Arrange every line of the data below as a numbered list, leaving out any blank lines.

# START OF Data to use

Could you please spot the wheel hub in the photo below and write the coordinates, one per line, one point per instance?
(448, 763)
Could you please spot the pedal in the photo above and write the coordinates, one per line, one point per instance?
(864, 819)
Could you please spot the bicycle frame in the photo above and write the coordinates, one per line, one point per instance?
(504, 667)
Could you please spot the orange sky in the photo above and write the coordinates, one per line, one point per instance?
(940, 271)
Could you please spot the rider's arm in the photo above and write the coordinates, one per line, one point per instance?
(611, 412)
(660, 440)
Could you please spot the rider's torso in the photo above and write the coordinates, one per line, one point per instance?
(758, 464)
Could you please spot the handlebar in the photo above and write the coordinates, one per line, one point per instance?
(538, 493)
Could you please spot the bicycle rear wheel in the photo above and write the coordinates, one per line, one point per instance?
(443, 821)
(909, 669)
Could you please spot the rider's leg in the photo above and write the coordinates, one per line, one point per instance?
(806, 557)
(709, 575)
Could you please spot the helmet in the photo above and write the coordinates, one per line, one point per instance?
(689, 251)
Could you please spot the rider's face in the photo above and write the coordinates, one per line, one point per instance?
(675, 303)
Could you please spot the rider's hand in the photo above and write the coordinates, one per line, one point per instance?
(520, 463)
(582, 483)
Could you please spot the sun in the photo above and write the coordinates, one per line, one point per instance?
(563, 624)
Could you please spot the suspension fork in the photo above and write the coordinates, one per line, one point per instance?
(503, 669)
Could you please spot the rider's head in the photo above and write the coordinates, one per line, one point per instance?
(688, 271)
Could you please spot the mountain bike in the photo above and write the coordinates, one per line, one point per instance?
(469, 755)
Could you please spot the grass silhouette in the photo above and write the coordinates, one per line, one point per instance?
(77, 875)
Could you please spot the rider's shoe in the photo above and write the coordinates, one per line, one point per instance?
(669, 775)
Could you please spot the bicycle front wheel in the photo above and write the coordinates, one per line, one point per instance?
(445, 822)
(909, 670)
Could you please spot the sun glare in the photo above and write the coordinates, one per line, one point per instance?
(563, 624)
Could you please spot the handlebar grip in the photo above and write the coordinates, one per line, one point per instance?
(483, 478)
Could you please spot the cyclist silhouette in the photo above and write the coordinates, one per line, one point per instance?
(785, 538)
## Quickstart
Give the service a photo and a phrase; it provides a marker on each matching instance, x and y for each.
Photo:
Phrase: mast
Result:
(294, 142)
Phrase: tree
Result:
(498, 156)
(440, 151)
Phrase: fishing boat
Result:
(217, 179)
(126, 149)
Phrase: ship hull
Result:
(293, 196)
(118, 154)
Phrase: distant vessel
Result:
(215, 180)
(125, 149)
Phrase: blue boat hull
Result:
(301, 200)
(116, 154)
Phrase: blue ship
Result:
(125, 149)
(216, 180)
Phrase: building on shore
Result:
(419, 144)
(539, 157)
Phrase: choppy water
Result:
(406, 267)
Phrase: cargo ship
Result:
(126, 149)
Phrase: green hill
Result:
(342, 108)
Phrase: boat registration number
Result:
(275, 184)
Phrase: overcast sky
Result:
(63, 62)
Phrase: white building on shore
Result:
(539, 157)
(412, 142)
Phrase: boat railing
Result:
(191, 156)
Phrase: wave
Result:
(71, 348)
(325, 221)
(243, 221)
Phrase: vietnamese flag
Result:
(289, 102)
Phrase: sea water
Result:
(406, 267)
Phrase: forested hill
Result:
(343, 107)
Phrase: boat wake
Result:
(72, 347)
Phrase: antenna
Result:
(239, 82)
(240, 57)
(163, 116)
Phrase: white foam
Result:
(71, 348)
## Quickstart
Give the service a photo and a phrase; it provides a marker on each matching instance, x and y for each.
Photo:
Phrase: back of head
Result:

# END OF Data to use

Task answer
1. Could you please spot the wheel hub in the photo below and write the coordinates, one per line, one point per instance?
2. (448, 763)
3. Could you please spot the pedal in the photo above and write the coordinates, one per line, one point per instance?
4. (864, 819)
5. Could you please spot the bicycle frame in the photo above and write the coordinates, one per line, one point per instance?
6. (504, 667)
7. Could you please spot the orange sky in the photo above and write the coordinates, one per line, one point per instance?
8. (940, 271)
9. Could you please spot the rider's arm in the photo above and write the coordinates, one per line, one point per instance?
10. (611, 412)
11. (660, 440)
12. Could you please spot the rider's torso in the photo above and write the coordinates, one per line, one point per instance?
13. (758, 464)
14. Could you please spot the handlebar in the photo above and write the coordinates, one per line, one point per instance?
15. (538, 493)
16. Could you please spot the bicycle rear wheel in the photo above and write the coordinates, one per line, one point per instance?
17. (443, 821)
18. (909, 669)
19. Could you please spot the rider's leg in the photo above and write the coordinates, one per line, one point per instance?
20. (806, 557)
21. (709, 575)
22. Could you please spot the helmet in the photo above and write the coordinates, one per line, one point per instance?
23. (689, 251)
24. Could you please spot the rider's face in the photo above and write the coordinates, one per line, one point per instance?
25. (675, 303)
26. Could you please spot the rider's hand in the photo above and write the coordinates, one per line, one point per instance?
27. (520, 463)
28. (582, 483)
29. Could you please spot the sun in the photo above and write the coordinates, one per line, one point per instance?
30. (563, 624)
31. Could you please spot the suspension fork in the photo above and write the coordinates, one per line, one point per instance?
32. (503, 669)
33. Could you please spot the rider's head in the photo above and write the coordinates, one per line, one point per instance?
34. (688, 271)
35. Could you please spot the mountain bike in the photo above and write the coordinates, one per line, one point per instance?
36. (469, 755)
37. Could you please spot the grass silhouette in the photo above and write the coordinates, one per line, one point per instance?
38. (77, 875)
39. Could you please spot the rider's shoe in the photo above and write the coordinates, one per line, one point per instance?
40. (669, 775)
41. Could you please spot the bicycle front wheel in the photo above and write the coordinates, one per line, one point per instance?
42. (445, 822)
43. (909, 670)
44. Could you please spot the sun glare in the photo above and write the coordinates, one per line, one point per instance?
45. (563, 624)
46. Could you please spot the handlebar grip in the photo above and write the coordinates, one per line, one point per instance?
47. (483, 478)
48. Could you please spot the cyclist silhouette in the photo above and write the coordinates, one per line, one point per instance?
49. (785, 538)
50. ## Quickstart
51. Give the service a photo and a phrase; it provides a marker on each matching instance, x and y for each.
52. Photo:
53. Phrase: mast
54. Result:
55. (294, 142)
56. Phrase: tree
57. Result:
58. (498, 156)
59. (440, 151)
60. Phrase: fishing boat
61. Result:
62. (217, 179)
63. (126, 149)
64. Phrase: ship hull
65. Result:
66. (293, 196)
67. (118, 154)
68. Phrase: distant vessel
69. Result:
70. (215, 180)
71. (125, 149)
72. Phrase: blue boat hull
73. Result:
74. (301, 200)
75. (116, 154)
76. Phrase: blue ship
77. Result:
78. (125, 149)
79. (216, 180)
80. Phrase: building on shore
81. Result:
82. (419, 144)
83. (539, 157)
84. Phrase: choppy water
85. Result:
86. (406, 267)
87. Phrase: cargo ship
88. Result:
89. (126, 149)
90. Phrase: green hill
91. Result:
92. (342, 108)
93. Phrase: boat registration number
94. Result:
95. (275, 184)
96. Phrase: overcast sky
97. Result:
98. (63, 62)
99. Phrase: white building on shore
100. Result:
101. (539, 157)
102. (412, 142)
103. Phrase: boat railing
104. Result:
105. (191, 156)
106. Phrase: wave
107. Result:
108. (71, 348)
109. (325, 221)
110. (243, 221)
111. Phrase: vietnamese flag
112. Result:
113. (289, 102)
114. Phrase: sea water
115. Result:
116. (406, 267)
117. Phrase: forested hill
118. Result:
119. (343, 107)
120. Phrase: boat wake
121. Result:
122. (72, 347)
123. Phrase: antenna
124. Result:
125. (239, 82)
126. (240, 57)
127. (163, 116)
128. Phrase: white foam
129. Result:
130. (71, 348)
131. ## Quickstart
132. Give the service a photo and a phrase; it provides a marker on each matching instance, x and y for each.
133. Photo:
134. Phrase: back of head
135. Result:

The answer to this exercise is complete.